TASK GOAL
Return every line of the data exactly as it stands.

DATA TO PROCESS

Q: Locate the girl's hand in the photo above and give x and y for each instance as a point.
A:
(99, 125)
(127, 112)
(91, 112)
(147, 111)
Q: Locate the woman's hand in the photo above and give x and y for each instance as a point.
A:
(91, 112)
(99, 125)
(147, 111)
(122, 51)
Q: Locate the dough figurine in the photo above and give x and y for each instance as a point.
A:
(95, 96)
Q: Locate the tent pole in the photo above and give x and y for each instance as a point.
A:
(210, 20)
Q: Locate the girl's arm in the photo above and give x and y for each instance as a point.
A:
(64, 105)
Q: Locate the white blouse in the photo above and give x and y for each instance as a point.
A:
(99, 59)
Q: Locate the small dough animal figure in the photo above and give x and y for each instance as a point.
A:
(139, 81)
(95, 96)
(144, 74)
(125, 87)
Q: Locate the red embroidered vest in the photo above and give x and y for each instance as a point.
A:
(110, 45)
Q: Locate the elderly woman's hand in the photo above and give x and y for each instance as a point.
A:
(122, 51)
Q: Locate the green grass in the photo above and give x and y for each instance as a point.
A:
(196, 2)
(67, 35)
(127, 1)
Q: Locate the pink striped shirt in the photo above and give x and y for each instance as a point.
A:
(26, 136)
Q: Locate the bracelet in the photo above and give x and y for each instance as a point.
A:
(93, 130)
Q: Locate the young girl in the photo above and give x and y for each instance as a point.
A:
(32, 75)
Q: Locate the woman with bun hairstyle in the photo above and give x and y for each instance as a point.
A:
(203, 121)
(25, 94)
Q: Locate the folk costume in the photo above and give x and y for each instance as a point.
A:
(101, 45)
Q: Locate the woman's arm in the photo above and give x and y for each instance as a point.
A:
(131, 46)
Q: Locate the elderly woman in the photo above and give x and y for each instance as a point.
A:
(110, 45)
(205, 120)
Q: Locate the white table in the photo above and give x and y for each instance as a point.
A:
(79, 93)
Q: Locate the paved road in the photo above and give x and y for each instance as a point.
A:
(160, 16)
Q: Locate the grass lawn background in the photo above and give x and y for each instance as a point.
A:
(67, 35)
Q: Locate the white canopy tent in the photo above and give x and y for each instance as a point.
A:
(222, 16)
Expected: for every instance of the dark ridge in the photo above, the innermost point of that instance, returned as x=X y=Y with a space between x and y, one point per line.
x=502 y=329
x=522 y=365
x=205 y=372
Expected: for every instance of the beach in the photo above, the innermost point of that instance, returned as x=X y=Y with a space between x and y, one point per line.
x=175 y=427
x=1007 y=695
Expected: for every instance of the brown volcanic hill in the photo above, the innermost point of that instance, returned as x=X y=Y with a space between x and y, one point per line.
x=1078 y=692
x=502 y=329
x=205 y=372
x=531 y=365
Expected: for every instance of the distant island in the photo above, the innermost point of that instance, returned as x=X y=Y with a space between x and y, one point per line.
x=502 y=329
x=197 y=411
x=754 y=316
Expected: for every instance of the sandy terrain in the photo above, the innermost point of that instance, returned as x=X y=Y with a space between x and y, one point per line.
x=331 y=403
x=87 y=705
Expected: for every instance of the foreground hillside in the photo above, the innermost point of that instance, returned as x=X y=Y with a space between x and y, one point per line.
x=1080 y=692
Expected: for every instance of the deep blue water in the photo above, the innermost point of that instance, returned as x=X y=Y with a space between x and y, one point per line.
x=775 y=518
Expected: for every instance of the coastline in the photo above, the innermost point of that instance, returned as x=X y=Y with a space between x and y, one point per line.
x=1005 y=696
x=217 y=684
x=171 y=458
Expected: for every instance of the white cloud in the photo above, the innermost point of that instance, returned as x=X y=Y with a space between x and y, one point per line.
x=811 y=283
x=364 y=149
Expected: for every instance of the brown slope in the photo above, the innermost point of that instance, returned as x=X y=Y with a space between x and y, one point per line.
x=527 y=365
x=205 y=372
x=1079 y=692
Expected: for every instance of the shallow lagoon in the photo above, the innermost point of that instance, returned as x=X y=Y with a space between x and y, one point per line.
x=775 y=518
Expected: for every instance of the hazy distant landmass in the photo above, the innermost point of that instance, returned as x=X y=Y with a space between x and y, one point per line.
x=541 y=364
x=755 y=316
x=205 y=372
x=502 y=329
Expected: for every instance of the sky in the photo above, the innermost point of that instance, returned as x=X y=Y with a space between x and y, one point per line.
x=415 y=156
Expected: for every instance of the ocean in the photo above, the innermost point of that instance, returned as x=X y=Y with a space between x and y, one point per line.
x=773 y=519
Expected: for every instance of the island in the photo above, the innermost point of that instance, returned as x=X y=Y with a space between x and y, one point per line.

TASK OUTPUT
Q: Locate the girl's hand in the photo above and give x and y for each instance as a point.
A:
(99, 125)
(127, 112)
(91, 112)
(147, 111)
Q: Locate the woman's hand in the photo above and give x and y for each instance as a point.
A:
(91, 112)
(99, 125)
(147, 111)
(122, 51)
Q: Locate the dough figurine in the photo above and give x and y for each instance as a point.
A:
(95, 96)
Q: Locate the tent pole in the photo above and give x and y for each instance as a point.
A:
(210, 20)
Q: Locate the girl's arm in the photo above and give x and y for each instance as a point.
A:
(64, 105)
Q: Locate the white blouse in the photo above and give x and y for each instance as a point.
A:
(99, 59)
Q: Locate the small dough animal figure in the photo above and give x and y for each instance as a point.
A:
(139, 81)
(95, 96)
(144, 74)
(125, 87)
Q: Locate the red embroidered vest in the photo above and give x and y for each instance as a point.
A:
(110, 45)
Q: Locate the elderly woman's hand in the photo above and give x and y for each instance as a point.
A:
(122, 51)
Q: Locate the green grass in the photo above and give x and y for each instance as a point.
A:
(196, 2)
(67, 35)
(127, 1)
Q: Locate the pink striped shirt in the photo above and give x and y for each instance as a point.
A:
(26, 136)
Q: Locate the bracelet in the photo above and give x and y for each instance as a point.
A:
(93, 130)
Q: Locate the young girl in the photo above and give x and y for each instance as a point.
A:
(32, 75)
Q: Locate the woman with bun hairstyle in the photo above and give x and y for each instance as a point.
A:
(203, 121)
(25, 94)
Q: Locate the folk costume in the photo above and give x and y for each instance as a point.
A:
(101, 45)
Q: Locate the woman's arm in the photo above and give x and y for each instance as a point.
A:
(131, 46)
Q: Locate the elderly woman in the photo above and give x and y for each instance as a point.
A:
(110, 45)
(205, 120)
Q: Locate the white table in the photo above and give x and y for each instance as a point.
A:
(79, 93)
Q: Locate the paved road in the photo above and give x and y for each instance as a point.
A:
(160, 16)
Q: Locate the grass lawn background in the photo above and give x and y for each instance as a point.
A:
(67, 35)
Q: Locate the white canopy tent in the photo above and give x and y for each instance as a point.
A:
(222, 16)
Expected: for every instance of the dark ridge in the photo above, the innermost point of that instance, returned as x=X y=Y with a space between x and y, one point per line.
x=502 y=329
x=522 y=365
x=205 y=372
Expected: for every instance of the beach in the photo above, the innermost point of that instance, returned as x=X y=Y with a space between x and y, one point per line.
x=175 y=427
x=1007 y=695
Expected: for every instance of the brown volcanic hill in the photo above, the innermost point of that instance, returned as x=X y=Y with a space between x and y, one point per line.
x=1078 y=692
x=502 y=329
x=205 y=372
x=531 y=365
Expected: for every instance of the distant island in the photo above, the innermost point of that instance, returned as x=X y=Y with a space between x and y, one point per line.
x=502 y=329
x=197 y=411
x=754 y=316
Expected: for every instance of the sandy terrain in the photo above, the innermost point of that instance, returned as x=X y=Y with a space between x and y, one point per line.
x=331 y=403
x=87 y=705
Expected: for every instance of the foreground hillside in the photo above, the innermost point of that instance, returned as x=X y=Y with a space between x and y, one point per line.
x=1080 y=692
Expected: for every instance of the deep blue water in the photo above, the innermost point of that instance, returned as x=X y=Y with a space between x and y, one point per line.
x=775 y=518
Expected: for every instance of the coastline in the photo above, the innermost point of that instance, returned as x=X y=Y with a space between x and y, one point per line.
x=1005 y=696
x=217 y=684
x=171 y=458
Expected: for every instance of the white cloud in the photo above, the innermost point of that instance, returned as x=X y=Y with a space between x and y, one point per line.
x=811 y=283
x=364 y=149
Expected: for every instance of the brown slope in the photo above, the innermost point of that instance, returned as x=X y=Y with a space between x and y, one point per line.
x=527 y=365
x=205 y=372
x=1079 y=692
Expected: for every instance of the shallow lagoon in the photo above, the innermost point of that instance, returned as x=X y=Y with a space between x and y, one point per line.
x=775 y=518
Expected: for every instance of the hazy distant landmass in the photo above, the innermost point of that instance, returned as x=X y=Y with a space between x and y, one point per line.
x=541 y=364
x=755 y=316
x=205 y=372
x=502 y=329
Expected: for every instance of the sky in the photo above, the innermost point of that instance, returned as x=X y=Y with a space between x and y, one point per line.
x=415 y=156
Expected: for every instance of the ocean in the photo above, the innermost point of that instance, returned as x=X y=Y with a space between x and y, one point per line.
x=773 y=519
Expected: for every instance of the island in the photo above, the innermost point of that instance, returned as x=X y=Y with a space between x and y, one point per line.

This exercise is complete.